• [WHAT TO WORK ON]:
Which lines of the listing below contain the string "body"? Pick out and copy each of those lines, treating uppercase and lowercase as different.

• [EXTRACTED ENTRIES]:
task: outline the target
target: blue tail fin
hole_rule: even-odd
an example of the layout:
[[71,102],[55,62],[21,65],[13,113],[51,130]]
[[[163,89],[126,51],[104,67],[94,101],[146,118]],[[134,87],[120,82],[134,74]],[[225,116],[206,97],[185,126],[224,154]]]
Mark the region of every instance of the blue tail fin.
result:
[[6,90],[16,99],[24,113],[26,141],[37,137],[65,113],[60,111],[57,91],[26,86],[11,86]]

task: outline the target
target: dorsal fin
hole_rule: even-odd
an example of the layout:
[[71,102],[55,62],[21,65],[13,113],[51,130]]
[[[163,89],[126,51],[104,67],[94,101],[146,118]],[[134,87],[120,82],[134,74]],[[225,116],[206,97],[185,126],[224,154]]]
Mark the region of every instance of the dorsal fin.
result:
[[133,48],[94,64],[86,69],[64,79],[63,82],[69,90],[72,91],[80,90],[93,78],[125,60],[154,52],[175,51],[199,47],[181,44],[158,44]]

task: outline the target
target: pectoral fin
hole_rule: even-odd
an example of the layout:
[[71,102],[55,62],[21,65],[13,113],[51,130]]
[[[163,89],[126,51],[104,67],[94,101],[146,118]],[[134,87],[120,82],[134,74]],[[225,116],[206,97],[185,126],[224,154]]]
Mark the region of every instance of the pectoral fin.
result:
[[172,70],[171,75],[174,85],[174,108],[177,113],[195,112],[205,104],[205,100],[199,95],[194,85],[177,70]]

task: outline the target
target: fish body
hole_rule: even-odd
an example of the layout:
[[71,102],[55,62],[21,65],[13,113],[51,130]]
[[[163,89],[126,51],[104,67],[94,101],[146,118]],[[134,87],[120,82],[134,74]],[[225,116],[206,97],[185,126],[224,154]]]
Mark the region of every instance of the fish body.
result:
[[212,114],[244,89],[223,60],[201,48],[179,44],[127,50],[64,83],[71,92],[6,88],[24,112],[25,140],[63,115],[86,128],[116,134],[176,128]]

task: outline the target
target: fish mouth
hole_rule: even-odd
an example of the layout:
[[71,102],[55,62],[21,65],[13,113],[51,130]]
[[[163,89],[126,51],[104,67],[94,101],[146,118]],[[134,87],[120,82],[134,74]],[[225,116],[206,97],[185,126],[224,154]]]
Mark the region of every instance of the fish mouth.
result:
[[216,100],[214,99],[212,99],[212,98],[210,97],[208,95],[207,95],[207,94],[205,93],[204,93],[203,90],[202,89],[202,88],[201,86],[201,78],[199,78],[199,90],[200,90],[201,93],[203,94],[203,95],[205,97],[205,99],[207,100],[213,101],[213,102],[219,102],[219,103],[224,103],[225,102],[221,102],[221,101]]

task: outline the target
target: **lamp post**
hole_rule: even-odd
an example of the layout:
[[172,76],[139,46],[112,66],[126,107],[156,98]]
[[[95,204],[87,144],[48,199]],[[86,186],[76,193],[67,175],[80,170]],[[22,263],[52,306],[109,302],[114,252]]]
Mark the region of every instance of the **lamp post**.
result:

• [OUTPUT FOR THIS TASK]:
target: fish body
Mark the region of every instance of the fish body.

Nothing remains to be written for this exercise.